WHAT THIS TASK INVOLVES ▸ What you return should be the full listing, copied exactly and stripped of its pictures.

DATA SHOWN ▸
::::
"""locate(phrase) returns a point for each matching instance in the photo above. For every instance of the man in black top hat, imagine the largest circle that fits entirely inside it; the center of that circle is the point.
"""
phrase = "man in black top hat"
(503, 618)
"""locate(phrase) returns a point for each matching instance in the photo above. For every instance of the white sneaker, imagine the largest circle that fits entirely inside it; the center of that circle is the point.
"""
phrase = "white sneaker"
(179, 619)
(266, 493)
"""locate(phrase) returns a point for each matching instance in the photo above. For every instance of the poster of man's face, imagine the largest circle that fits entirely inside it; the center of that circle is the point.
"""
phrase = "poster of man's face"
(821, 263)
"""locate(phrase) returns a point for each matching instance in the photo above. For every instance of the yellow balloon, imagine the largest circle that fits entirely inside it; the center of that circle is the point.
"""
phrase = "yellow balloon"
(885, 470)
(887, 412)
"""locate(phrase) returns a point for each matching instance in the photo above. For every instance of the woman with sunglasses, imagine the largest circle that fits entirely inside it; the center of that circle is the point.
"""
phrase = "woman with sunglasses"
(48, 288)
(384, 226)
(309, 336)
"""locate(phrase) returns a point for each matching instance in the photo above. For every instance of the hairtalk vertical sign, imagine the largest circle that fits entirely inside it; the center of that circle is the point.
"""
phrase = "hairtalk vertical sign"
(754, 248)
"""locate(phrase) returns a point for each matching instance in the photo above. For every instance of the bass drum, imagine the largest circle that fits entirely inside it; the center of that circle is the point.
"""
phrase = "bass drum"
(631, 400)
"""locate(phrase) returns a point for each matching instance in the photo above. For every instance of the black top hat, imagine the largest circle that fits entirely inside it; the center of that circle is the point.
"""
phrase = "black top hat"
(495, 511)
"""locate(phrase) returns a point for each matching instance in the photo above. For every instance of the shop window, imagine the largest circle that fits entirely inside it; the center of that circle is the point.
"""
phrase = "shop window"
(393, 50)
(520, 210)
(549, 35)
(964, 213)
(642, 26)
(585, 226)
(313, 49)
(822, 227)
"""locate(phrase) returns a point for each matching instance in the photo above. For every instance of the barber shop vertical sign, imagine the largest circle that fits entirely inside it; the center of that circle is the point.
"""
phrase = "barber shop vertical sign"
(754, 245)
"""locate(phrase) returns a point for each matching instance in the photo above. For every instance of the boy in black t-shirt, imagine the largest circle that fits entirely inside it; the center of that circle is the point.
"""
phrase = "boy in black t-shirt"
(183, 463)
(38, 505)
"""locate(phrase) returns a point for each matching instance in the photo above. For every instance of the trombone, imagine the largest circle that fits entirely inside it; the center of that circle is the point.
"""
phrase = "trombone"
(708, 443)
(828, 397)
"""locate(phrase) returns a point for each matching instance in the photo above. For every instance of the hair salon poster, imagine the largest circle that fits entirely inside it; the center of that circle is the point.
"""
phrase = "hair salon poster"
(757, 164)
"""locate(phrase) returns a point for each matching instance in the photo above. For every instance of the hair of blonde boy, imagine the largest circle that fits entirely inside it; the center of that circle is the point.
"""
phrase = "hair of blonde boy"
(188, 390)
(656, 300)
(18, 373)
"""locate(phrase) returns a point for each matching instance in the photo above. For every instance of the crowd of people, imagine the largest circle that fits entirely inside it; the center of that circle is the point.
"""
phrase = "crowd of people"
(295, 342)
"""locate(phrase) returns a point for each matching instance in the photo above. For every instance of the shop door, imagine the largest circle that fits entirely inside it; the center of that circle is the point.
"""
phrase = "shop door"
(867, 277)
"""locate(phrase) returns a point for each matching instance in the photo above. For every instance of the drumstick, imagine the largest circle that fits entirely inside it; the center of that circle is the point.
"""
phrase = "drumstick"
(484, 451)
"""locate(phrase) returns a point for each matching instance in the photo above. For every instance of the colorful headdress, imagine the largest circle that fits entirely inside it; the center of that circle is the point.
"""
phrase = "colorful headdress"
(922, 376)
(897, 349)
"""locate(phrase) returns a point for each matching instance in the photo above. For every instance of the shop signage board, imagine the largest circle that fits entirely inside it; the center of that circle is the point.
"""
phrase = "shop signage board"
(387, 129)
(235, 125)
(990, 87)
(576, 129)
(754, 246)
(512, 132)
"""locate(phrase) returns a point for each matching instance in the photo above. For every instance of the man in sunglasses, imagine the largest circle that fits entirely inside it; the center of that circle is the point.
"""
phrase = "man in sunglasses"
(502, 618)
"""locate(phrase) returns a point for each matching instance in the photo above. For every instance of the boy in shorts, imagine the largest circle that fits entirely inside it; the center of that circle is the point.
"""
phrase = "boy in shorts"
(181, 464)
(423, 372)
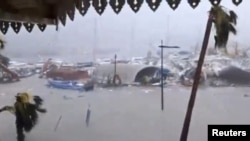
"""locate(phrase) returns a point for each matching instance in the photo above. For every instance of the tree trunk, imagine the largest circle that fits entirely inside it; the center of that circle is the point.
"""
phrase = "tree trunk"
(185, 129)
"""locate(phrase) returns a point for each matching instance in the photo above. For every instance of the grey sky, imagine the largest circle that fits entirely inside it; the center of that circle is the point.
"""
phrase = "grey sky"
(184, 27)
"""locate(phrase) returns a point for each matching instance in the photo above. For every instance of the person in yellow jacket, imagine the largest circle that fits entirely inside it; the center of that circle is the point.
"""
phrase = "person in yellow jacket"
(25, 112)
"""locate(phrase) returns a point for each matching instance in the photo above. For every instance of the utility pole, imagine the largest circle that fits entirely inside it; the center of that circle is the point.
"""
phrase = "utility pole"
(162, 84)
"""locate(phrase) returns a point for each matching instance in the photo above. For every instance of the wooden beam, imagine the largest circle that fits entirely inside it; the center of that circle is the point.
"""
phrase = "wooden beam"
(25, 19)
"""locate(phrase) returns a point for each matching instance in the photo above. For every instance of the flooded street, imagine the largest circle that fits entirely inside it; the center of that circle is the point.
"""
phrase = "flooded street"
(124, 114)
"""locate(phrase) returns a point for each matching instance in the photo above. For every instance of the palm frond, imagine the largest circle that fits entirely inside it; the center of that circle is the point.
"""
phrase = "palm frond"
(233, 17)
(224, 24)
::::
ANSWER FOR THE TASK ▸
"""locate(phrase) returns a point for each matching instance in the photo above. For every instance of the man in black top hat, imagine the largest circle that fits entirely inside it; the center of that circle is the point.
"""
phrase = "man in black top hat"
(503, 618)
"""locate(phrase) returns a point for each matching instance in the photo above. For every instance of the white sneaker, imagine the largest circle that fits entirely inside it; the center of that circle is the point.
"""
phrase = "white sneaker"
(179, 619)
(266, 493)
"""locate(phrase) returns a point for each matching instance in the photo above. For every instance of the poster of man's face, imagine the largest circle that fits entirely inside it; the center of that circle is the point.
"""
phrase = "poster of man's face"
(821, 263)
"""locate(phrase) returns a point for each matching instance in the photo above. For every instance of the yellow balloon, imagine the largest circle that fits entirely inside it; the center of that circle is the point.
"""
phrase = "yellow balloon"
(885, 470)
(887, 412)
"""locate(phrase) returns a point for each matching instance in the photo above. For every instance of the woman with sunglasses, imagine the largest circle that fits entirely inside it; the center of that circle is the point.
"""
phrase = "woman with sunglasses"
(48, 288)
(384, 226)
(309, 336)
"""locate(phrase) returns a point for each matching instance in the photo above. For every instance of the hairtalk vertical sign, imagine the largest circle that fits entirely inside it; the center of that circle is the point.
"""
phrase = "hairtalk vertical sign"
(754, 248)
"""locate(phrase) returns a point for each matching instance in the photo above. For every instance of the bass drum, imagine the largest circle that fits entirely inside it; the center of that circle is the point.
"""
phrase = "bass drum"
(631, 400)
"""locate(phrase) returns a point for each matching instance in the photo above. For every instance of the black top hat, imagine the largest circle that fits entirely inside it; the center of that circle is the point.
"""
phrase = "black top hat"
(495, 511)
"""locate(phrase) returns a point for each matching instance in the photo above. For every instance of the shop window, imagine the largest circle that fits entirely inside it; the center of that circle is the point.
"""
phrase = "shop window"
(393, 50)
(520, 210)
(549, 35)
(964, 213)
(642, 26)
(585, 226)
(313, 49)
(822, 227)
"""locate(phrase) returns a point for each matching instance in the photo above. For every instance of the barber shop vertical sign, imagine the largest circle that fits entirely inside it; the center of that circle is the point.
"""
phrase = "barber shop vertical sign"
(754, 245)
"""locate(phrase) returns a point for each matching instance in the photo above. For every instance of the boy in black t-shirt, imagine the largest circle that fits entirely inside it; the center of that circle is the point.
"""
phrase = "boy in black t-shirt"
(183, 463)
(38, 505)
"""locate(phrase) returns a point for each matching instance in the photo above. For every instance of the trombone, imagine the largest circle that fits entirely inside it; the center of that circle is the point.
"""
phrase = "trombone"
(708, 443)
(828, 397)
"""locate(phrase) returns a point for each matching instance in the photo above. For every instance of the hair salon poster, imagine the largest circle that fits entirely inside it; the center of that circle is the point.
"""
phrase = "hair salon poster"
(757, 164)
"""locate(phrase) returns a point for each matching instance in the photo above. For every instance of the hair of blonde boy, imagine the largest circle that fits entirely inside it; the center of that circle is the point.
"""
phrase = "hair of blonde boy"
(188, 390)
(656, 300)
(18, 373)
"""locate(phrase) returns a point for each matching instance in the photo above. For every instance of the crowd of people, imagine the largest circle that fits entirely inside it; the center of that circle is the point.
"""
phrase = "crowd of people"
(295, 342)
"""locate(phrase) returns a point for each matching instance in the photo above. For every instance of the shop door, imagine the largest circle that fits entirely inside it; the center of that circle is the point.
"""
phrase = "shop door"
(867, 277)
"""locate(phrase) returns a point for each matching instance in the photo above. For every instance of the drumstick, imagine the largest circle that fits entirely inside it; the center of that circle is the point.
"""
phrase = "drumstick"
(484, 451)
"""locate(phrase) returns a point for each matching instance in the photo above. For every instance of the colorful headdress, imagine the largest circle that fits entirely inside it; the center of that circle is the point.
"""
phrase = "colorful headdress"
(922, 376)
(897, 349)
"""locate(phrase) returns a point for each matching instance in the photo above. For every instance of the shop signage board, imagine the largest circle that fits entirely inside it; the center of that circle is the point.
"""
phrase = "shop signage board"
(387, 129)
(235, 125)
(990, 87)
(576, 129)
(754, 246)
(512, 132)
"""locate(phrase) returns a point for each matching instance in the photo above. For every instance of the man in sunglasses, imagine the largest circle that fits entirely inside it; the center of that circle is the point.
"""
phrase = "man in sunglasses"
(502, 618)
"""locate(phrase) returns a point for each matching instance in the photo above. For every instance of the boy in shorts, imagine the largest circle that fits entirely inside it; the center of that circle is the point.
"""
phrase = "boy in shorts"
(181, 464)
(423, 372)
"""locate(phrase) returns a point for each matching instance in the photo above. For every instance of the tree trunk, imagine the largest circle that fits entirely inside it; the center of that circle is the point.
"""
phrase = "tree trunk"
(185, 129)
"""locate(phrase) returns a point for each matching instance in the photo above. For every instance of the grey sky, imagine the largest circle that fits entirely inside it; the center of that circle is the point.
"""
phrase = "grey sky"
(184, 27)
"""locate(phrase) returns a point for each matching instance in the photo above. For every instance of the person in yellow jacket, imagine the largest circle that fits entirely inside it; the center of that circle is the point.
"""
phrase = "person in yellow jacket"
(25, 112)
"""locate(phrase) returns a point for each matching instance in the photo above. For every instance of the utility pole, imagine the largest circle that fits entirely inside it; the center of that circle is the point.
"""
phrase = "utility pole"
(162, 84)
"""locate(phrase) returns a point for each matching instance in the photo above. For every instance of the wooden beam, imagine the largest circle that fits entirely inside it; the center of that circle is the point.
"""
phrase = "wooden beam"
(25, 19)
"""locate(phrase) returns a point for each matching instance in the photo above. For every instance of the flooded street, imagine the largest circle that fits entirely inside it; the center of that circle is the point.
"""
phrase = "flooded street"
(124, 114)
"""locate(phrase) returns a point for each matching instance in the photo above. For every instance of the palm frond, imagine the largest circle that fits entirely inside it; the center of that circle is the point.
"""
phrase = "palm frond"
(233, 17)
(224, 24)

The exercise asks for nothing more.